• **Task item**
Each line of the data below must be reproduced without any change.

Data for this task Start Marker

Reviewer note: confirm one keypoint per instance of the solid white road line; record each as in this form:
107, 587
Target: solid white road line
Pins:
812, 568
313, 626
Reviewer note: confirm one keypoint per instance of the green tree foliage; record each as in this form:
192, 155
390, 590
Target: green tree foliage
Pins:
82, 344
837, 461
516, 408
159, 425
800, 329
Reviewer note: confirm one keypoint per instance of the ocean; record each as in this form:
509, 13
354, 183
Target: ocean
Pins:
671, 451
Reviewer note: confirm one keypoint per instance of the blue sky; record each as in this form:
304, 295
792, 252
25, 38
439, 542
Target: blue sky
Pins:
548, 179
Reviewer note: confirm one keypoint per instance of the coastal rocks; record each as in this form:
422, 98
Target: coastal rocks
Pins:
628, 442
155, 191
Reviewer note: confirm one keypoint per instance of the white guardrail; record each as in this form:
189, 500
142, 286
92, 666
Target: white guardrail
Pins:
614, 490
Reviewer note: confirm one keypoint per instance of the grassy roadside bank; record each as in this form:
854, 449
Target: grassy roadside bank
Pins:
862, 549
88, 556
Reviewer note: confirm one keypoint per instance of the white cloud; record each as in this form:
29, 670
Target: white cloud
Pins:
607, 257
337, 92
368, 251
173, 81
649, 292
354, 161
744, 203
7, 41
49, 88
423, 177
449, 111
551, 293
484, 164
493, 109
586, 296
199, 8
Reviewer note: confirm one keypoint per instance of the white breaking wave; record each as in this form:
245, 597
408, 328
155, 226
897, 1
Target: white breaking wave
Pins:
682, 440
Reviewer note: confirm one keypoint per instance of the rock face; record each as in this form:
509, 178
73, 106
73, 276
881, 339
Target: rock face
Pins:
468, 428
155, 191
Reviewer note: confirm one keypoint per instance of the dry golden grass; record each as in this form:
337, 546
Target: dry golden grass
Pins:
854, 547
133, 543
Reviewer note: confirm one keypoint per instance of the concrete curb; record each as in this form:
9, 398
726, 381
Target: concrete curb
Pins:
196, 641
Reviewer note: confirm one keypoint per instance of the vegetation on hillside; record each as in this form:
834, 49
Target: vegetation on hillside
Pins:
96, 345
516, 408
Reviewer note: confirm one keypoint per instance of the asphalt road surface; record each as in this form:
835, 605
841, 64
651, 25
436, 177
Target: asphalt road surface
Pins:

Data for this task End Marker

• **Result**
Reviewer note: confirm one keypoint per instance of the solid white road line; record each as in this form:
107, 587
Target: solid white road line
Pins:
812, 568
313, 626
Reviewer note: confirm one keypoint per instance of the green tree foliage; record each as in this form:
192, 155
390, 590
Target: green tree foliage
Pins:
82, 344
837, 461
516, 408
159, 425
800, 329
Reviewer note: confirm one keypoint per instance of the ocean; record each as in this form:
509, 13
354, 183
Target: ocean
Pins:
671, 451
Reviewer note: confirm one keypoint per instance of the blue sky; record each as in this form:
304, 295
792, 252
25, 38
439, 542
Target: blue sky
Pins:
548, 179
Reviewer note: confirm one keypoint per instance of the coastal rocks; record each as in this form:
422, 98
Target: coastal rocks
Pins:
628, 442
155, 191
Reviewer note: confirm one keypoint per instance of the white guardrail; record each as in this form:
189, 500
142, 286
92, 666
Target: white guardrail
Pins:
614, 490
Reviewer note: confirm one keypoint per instance of the grassy roadside bank; record each as in this form:
854, 449
Target: grassy roadside bank
Pins:
862, 549
88, 556
Reviewer note: confirm one keypoint per instance of the white cloud; record each as in this form:
29, 670
Target: white cloud
Pins:
607, 257
337, 92
368, 251
173, 81
649, 292
354, 161
744, 203
7, 41
49, 88
423, 177
449, 111
551, 293
484, 164
493, 109
586, 296
199, 8
Reviewer note: confirm one keypoint per instance of the white breaking wave; record each as in this form:
245, 597
408, 328
155, 226
897, 1
Target: white breaking wave
Pins:
682, 440
Reviewer note: confirm one keypoint per instance of the rock face; record each as in this form:
509, 178
73, 106
73, 276
881, 339
Target: rock face
Pins:
468, 428
155, 191
Reviewer note: confirm one keypoint per instance of the dry golden grass; record each as in this form:
337, 546
Target: dry golden grass
Pins:
854, 547
133, 543
Reviewer note: confirm one keypoint per instance of the concrete curb; record each as in this form:
9, 398
726, 381
Target: concrete curb
Pins:
196, 641
Reviewer note: confirm one keypoint per instance of the vegetation on hillside; record each as in this form:
834, 49
Target: vegetation on hillside
Pins:
96, 345
516, 408
Reviewer note: confirm one keypoint per instance of the asphalt road surface; record each as in this form:
835, 605
841, 64
651, 25
436, 177
Target: asphalt road surface
Pins:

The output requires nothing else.